Pointing records

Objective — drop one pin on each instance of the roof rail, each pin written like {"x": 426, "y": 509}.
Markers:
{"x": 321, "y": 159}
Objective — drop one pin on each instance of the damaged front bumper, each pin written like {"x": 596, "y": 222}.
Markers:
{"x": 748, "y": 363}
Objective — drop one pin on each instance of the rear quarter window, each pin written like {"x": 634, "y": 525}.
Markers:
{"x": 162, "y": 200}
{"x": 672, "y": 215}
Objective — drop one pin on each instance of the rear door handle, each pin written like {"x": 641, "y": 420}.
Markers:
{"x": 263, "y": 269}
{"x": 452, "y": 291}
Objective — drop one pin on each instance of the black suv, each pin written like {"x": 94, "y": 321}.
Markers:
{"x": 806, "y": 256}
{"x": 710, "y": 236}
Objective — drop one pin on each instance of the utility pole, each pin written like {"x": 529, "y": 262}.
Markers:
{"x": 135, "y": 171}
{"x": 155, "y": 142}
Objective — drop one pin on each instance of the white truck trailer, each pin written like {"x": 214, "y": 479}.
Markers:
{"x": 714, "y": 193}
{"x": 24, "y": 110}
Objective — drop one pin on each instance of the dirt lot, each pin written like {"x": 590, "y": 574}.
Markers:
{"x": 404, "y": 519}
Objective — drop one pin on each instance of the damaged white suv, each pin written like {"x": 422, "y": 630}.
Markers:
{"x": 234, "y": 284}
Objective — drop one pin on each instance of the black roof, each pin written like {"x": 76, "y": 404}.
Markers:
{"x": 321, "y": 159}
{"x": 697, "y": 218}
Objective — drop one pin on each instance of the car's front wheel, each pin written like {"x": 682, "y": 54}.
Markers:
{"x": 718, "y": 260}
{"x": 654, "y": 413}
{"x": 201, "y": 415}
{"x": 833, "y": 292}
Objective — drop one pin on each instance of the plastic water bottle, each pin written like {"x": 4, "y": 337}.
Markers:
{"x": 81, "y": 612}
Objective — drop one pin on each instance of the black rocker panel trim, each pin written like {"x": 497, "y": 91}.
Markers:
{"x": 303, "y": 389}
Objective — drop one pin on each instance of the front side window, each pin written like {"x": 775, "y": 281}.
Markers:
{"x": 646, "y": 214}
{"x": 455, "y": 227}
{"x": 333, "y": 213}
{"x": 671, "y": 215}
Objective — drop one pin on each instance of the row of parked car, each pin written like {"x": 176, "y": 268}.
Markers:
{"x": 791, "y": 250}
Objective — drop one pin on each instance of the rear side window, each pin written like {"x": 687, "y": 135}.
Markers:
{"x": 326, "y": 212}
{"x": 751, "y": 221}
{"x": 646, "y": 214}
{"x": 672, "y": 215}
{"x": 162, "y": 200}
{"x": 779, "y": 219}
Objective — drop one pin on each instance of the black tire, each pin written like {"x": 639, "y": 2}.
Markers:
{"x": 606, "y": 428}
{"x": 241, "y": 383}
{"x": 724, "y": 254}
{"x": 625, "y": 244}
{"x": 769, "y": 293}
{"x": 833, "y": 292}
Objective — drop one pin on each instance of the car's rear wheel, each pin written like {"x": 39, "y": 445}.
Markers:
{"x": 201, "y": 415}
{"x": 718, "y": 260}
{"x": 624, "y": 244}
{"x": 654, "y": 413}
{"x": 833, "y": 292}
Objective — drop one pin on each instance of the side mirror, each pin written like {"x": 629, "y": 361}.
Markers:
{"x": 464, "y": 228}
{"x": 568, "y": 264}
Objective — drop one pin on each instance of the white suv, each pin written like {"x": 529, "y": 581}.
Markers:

GIVEN TASK – Quote the lines of the listing above that run from the line with "the damaged white" through its last line, both included, and nothing else.

RESULT FOR THIS EXERCISE –
Objective — drop one pin on each instance of the damaged white suv, each pin written like {"x": 422, "y": 630}.
Markers:
{"x": 234, "y": 284}
Objective — drop one pin on each instance of the black roof, each pin written like {"x": 76, "y": 404}.
Markers:
{"x": 321, "y": 159}
{"x": 697, "y": 218}
Objective — drop one pin on each instance of the car's front wheel, each pin written like {"x": 682, "y": 54}.
Markers:
{"x": 718, "y": 260}
{"x": 654, "y": 413}
{"x": 201, "y": 415}
{"x": 833, "y": 292}
Objective — drop one pin on each instance of the plastic water bottle, each pin written like {"x": 4, "y": 337}.
Markers:
{"x": 81, "y": 612}
Objective — drop one pin on each instance of the black rocker panel trim, each pin written like {"x": 497, "y": 91}.
Markers:
{"x": 303, "y": 389}
Objective — drop one pin on each instance of the front side window, each pin written like {"x": 775, "y": 281}.
Markers:
{"x": 646, "y": 214}
{"x": 455, "y": 227}
{"x": 333, "y": 213}
{"x": 671, "y": 215}
Objective — drop one pin on each instance of the row of parked car, each pin written like {"x": 176, "y": 268}.
Markers:
{"x": 791, "y": 250}
Objective — drop one pin on each instance of the rear side window, each pin written like {"x": 687, "y": 135}.
Markers:
{"x": 326, "y": 212}
{"x": 751, "y": 221}
{"x": 646, "y": 214}
{"x": 672, "y": 215}
{"x": 162, "y": 200}
{"x": 779, "y": 219}
Objective — drop one pin on each instance of the black tire, each pin written like {"x": 639, "y": 2}.
Markers:
{"x": 606, "y": 428}
{"x": 241, "y": 383}
{"x": 724, "y": 254}
{"x": 625, "y": 244}
{"x": 769, "y": 293}
{"x": 833, "y": 292}
Objective — drop one pin on each instance of the car's rear wheel, each pin written like {"x": 39, "y": 445}.
Markers:
{"x": 201, "y": 415}
{"x": 718, "y": 260}
{"x": 624, "y": 244}
{"x": 654, "y": 413}
{"x": 833, "y": 292}
Objective — drop one pin on each instance of the side mirror, each pin written like {"x": 629, "y": 361}.
Markers:
{"x": 464, "y": 228}
{"x": 568, "y": 264}
Objective — drop one pin on each instance of the white suv, each pin written like {"x": 529, "y": 581}.
Markers:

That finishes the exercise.